→ **Required task**: Write out the lines from the line containing "Point to the dark hair" through the final line of the listing below, exactly, omitting every other line.

→ **Information given**:
--- START ---

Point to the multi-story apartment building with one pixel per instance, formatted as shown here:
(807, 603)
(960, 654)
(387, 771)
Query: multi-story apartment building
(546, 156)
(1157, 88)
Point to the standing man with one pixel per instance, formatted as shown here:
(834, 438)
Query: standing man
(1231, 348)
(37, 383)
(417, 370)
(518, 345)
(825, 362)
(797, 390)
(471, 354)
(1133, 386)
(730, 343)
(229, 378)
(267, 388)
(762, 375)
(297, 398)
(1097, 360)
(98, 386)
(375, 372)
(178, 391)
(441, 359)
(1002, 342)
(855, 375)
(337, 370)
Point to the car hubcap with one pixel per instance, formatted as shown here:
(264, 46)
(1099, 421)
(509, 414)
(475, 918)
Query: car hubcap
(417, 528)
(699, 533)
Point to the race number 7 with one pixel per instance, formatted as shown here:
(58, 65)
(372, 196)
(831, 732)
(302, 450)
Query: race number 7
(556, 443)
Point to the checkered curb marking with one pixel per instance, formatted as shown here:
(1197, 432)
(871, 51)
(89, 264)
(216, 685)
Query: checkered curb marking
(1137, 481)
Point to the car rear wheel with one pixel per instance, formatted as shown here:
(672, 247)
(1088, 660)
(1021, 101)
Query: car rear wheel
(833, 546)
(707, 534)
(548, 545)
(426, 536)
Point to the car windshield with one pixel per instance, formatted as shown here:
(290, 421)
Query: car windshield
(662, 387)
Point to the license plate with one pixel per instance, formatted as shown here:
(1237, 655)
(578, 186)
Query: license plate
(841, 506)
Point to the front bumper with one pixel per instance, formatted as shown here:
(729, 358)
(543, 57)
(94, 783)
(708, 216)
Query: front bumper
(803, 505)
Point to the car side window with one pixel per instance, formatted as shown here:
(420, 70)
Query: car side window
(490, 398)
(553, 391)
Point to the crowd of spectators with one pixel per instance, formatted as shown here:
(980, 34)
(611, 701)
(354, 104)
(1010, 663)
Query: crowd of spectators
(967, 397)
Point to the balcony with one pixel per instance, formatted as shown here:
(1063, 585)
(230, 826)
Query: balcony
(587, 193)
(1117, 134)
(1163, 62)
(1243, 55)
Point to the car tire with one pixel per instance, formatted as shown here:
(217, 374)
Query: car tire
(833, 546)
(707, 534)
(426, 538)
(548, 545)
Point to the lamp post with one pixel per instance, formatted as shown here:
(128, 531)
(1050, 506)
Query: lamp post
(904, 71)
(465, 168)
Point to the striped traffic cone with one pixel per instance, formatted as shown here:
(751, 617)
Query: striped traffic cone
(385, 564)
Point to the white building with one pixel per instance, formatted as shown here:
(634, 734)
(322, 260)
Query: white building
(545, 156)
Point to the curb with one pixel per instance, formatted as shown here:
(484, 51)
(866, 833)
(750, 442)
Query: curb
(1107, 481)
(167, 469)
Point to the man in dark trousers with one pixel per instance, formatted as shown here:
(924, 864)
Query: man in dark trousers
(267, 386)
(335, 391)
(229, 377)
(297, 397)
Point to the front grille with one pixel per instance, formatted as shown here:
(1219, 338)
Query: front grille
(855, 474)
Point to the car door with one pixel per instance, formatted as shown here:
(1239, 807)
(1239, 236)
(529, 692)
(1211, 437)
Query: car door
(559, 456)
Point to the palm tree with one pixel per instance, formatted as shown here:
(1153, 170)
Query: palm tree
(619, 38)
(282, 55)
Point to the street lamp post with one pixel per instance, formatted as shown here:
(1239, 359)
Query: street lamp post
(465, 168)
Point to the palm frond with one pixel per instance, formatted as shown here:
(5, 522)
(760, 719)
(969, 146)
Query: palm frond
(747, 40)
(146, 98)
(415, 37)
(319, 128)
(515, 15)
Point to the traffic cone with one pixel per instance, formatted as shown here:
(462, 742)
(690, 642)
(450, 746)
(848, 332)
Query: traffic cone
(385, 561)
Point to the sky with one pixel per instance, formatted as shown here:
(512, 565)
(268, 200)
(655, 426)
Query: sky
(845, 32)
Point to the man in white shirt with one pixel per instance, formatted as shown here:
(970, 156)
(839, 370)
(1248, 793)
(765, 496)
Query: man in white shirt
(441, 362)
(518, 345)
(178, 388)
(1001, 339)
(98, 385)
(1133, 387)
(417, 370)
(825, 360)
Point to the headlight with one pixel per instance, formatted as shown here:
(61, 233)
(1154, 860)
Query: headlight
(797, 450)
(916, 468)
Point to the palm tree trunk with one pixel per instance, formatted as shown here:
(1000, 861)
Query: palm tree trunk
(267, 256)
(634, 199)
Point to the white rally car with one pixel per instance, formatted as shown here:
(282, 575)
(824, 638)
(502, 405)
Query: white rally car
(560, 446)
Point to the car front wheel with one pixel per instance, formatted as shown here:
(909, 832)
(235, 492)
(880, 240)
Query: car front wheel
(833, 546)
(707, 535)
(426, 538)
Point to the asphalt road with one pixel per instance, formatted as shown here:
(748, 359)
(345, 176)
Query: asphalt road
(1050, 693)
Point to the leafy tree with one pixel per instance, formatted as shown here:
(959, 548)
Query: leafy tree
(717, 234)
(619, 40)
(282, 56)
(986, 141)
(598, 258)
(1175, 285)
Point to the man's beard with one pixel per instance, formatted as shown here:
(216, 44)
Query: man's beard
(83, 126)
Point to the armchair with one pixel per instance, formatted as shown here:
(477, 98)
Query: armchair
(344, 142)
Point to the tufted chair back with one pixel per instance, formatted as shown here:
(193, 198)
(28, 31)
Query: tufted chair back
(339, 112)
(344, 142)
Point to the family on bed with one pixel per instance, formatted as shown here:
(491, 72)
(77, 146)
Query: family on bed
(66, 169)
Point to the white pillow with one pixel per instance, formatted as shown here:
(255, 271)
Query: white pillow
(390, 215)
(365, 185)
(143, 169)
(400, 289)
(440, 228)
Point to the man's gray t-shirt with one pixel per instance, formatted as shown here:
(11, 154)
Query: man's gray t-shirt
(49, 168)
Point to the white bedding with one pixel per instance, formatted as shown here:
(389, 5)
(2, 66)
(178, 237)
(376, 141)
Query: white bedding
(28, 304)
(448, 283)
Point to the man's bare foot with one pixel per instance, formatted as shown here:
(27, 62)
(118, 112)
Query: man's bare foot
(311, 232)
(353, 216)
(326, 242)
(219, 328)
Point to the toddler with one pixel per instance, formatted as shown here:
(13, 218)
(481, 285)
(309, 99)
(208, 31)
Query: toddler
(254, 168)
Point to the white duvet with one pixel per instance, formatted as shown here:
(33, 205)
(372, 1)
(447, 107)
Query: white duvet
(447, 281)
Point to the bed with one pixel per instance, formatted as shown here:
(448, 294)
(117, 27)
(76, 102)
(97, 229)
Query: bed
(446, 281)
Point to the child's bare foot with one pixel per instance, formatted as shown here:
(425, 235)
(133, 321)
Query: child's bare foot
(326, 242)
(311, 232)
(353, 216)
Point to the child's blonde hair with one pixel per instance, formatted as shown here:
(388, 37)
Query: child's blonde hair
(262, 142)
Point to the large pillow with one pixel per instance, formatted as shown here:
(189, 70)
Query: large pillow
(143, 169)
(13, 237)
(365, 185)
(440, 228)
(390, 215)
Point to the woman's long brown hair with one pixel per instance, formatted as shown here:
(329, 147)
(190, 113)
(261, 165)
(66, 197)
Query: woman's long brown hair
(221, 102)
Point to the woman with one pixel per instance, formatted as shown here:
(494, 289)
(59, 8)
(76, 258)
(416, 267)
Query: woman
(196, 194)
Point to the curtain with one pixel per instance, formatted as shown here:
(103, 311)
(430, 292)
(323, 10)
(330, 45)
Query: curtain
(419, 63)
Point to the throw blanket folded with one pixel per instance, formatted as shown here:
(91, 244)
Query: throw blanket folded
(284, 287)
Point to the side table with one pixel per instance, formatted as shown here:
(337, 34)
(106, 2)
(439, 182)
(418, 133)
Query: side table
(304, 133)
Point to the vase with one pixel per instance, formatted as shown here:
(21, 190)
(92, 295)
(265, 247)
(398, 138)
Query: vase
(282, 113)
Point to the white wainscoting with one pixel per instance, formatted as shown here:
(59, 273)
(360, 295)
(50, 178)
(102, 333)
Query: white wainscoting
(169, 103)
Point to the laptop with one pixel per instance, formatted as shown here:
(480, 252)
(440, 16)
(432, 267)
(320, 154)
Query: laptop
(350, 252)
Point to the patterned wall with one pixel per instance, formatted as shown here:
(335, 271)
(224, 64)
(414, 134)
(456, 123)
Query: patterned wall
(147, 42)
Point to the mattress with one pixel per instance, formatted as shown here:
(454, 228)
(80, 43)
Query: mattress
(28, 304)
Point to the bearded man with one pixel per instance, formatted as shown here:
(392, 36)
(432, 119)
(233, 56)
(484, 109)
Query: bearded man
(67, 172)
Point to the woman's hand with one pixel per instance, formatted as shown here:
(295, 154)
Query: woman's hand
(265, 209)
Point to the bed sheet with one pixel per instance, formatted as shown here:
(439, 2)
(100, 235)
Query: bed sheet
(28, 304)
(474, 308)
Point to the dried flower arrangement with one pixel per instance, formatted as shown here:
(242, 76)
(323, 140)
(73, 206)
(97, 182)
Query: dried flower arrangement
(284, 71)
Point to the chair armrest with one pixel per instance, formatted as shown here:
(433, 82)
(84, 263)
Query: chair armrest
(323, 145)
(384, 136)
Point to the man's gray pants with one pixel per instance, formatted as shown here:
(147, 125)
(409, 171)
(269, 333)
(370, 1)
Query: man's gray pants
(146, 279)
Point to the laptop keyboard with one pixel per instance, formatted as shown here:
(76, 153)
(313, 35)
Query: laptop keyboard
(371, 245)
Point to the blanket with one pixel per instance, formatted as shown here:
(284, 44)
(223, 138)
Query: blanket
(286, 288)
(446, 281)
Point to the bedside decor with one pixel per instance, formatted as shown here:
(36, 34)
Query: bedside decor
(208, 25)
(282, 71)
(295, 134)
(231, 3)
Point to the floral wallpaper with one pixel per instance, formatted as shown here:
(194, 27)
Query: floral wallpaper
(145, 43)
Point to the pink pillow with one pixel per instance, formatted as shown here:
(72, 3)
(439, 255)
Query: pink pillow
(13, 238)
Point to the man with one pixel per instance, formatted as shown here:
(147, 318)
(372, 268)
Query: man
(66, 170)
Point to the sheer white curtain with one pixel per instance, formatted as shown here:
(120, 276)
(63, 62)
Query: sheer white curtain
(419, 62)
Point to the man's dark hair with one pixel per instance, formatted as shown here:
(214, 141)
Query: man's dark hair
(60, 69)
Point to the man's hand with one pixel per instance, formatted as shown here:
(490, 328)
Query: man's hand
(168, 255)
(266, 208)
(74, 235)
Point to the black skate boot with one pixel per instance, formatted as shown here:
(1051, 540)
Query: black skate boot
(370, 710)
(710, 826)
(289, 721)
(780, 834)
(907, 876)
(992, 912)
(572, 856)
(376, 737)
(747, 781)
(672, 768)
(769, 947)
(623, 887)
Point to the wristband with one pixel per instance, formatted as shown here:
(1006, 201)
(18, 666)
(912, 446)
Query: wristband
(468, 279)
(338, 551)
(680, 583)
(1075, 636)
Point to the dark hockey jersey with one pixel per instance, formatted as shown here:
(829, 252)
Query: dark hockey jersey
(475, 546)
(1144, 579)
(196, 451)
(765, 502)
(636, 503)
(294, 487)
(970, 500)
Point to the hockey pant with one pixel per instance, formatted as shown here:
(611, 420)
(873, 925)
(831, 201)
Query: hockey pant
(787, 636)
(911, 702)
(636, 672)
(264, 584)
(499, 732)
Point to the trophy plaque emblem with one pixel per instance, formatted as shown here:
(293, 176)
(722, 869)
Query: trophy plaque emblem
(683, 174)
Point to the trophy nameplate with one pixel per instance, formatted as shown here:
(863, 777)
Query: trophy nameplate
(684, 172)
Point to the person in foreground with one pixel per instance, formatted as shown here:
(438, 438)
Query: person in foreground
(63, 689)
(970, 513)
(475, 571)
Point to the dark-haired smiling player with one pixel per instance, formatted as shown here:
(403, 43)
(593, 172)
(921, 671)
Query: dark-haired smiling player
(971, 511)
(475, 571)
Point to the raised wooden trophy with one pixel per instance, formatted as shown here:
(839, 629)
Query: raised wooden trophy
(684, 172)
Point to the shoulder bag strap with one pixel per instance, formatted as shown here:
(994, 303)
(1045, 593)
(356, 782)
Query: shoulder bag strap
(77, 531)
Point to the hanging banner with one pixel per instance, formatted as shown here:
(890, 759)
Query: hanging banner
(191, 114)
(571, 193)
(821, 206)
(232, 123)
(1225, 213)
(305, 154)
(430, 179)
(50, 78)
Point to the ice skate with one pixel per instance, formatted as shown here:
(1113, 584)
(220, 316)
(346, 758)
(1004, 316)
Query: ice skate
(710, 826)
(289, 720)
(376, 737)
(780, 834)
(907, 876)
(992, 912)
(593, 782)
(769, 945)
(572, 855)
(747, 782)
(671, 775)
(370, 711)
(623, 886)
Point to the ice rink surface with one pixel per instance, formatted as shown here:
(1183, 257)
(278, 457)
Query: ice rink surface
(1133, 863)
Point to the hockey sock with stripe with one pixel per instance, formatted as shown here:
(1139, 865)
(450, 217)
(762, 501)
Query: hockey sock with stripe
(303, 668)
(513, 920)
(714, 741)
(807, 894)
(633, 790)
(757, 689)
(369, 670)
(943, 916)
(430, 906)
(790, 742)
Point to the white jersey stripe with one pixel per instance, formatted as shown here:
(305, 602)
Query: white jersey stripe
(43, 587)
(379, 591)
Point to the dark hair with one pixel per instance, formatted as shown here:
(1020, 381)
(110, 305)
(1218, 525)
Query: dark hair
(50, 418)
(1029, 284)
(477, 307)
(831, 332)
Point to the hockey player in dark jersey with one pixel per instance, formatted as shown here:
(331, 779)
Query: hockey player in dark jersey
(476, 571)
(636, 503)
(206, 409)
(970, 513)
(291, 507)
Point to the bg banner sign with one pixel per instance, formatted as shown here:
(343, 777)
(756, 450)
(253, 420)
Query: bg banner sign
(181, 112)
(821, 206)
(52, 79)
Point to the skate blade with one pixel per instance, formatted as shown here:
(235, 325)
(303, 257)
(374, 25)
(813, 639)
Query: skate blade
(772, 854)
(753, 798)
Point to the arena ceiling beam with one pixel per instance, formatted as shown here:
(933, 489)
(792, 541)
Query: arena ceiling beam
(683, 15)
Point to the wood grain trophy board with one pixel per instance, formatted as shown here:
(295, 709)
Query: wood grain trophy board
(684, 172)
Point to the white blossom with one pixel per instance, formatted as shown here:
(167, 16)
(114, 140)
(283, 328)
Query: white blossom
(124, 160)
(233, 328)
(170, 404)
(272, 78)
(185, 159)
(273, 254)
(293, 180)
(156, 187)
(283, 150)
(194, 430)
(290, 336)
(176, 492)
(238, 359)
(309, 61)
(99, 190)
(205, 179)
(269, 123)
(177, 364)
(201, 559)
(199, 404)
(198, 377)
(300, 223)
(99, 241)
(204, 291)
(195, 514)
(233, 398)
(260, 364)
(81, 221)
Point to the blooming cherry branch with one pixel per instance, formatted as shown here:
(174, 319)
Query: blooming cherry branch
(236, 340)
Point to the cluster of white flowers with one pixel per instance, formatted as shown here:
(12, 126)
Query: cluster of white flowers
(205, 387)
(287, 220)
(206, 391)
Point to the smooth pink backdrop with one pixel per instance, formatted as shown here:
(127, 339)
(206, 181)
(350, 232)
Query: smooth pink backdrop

--- END ---

→ **Answer to this exercise**:
Point to the dark hair with one pixel per instance, formatted as shown here:
(1020, 381)
(110, 305)
(1218, 525)
Query: dark hair
(50, 418)
(1029, 284)
(477, 307)
(831, 332)
Point to the hockey player in dark jersey with one pixel per instance, formatted as shown here:
(331, 779)
Query: hockey player in dark jersey
(476, 571)
(636, 503)
(206, 409)
(970, 513)
(291, 507)
Point to the bg banner sign with one pixel per instance, formatted as shown here:
(343, 777)
(756, 450)
(253, 420)
Query: bg banner sign
(181, 112)
(821, 206)
(52, 79)
Point to the skate blade with one pixel per instance, formatted as shown here:
(235, 325)
(303, 257)
(374, 25)
(813, 639)
Query: skate blade
(772, 854)
(753, 798)
Point to the arena ceiling beam with one pixel per instance, formatted as shown here:
(933, 489)
(792, 541)
Query: arena ceiling beam
(683, 15)
Point to the wood grain trophy board with one pixel per instance, formatted as shown here:
(295, 709)
Query: wood grain trophy board
(684, 172)
Point to the white blossom with one pixel per instance, formatted as shown here:
(167, 16)
(114, 140)
(283, 328)
Query: white blossom
(124, 160)
(233, 328)
(170, 404)
(272, 78)
(185, 159)
(273, 254)
(293, 180)
(156, 187)
(283, 150)
(194, 430)
(290, 336)
(176, 492)
(238, 359)
(309, 61)
(99, 190)
(205, 179)
(269, 123)
(177, 364)
(201, 559)
(199, 404)
(198, 377)
(300, 223)
(99, 241)
(204, 291)
(195, 514)
(233, 398)
(260, 364)
(81, 221)
Point to the blooming cherry branch with one pixel per instance, formatted as shown here:
(174, 319)
Query: blooming cherry branch
(236, 340)
Point to the cluster of white flowers with one pixel per instance, formatted as shown here:
(12, 126)
Query: cluster of white flowers
(205, 387)
(287, 220)
(206, 391)
Point to the smooth pink backdrop with one pixel per instance, formatted as shown here:
(127, 339)
(206, 181)
(350, 232)
Query: smooth pink backdrop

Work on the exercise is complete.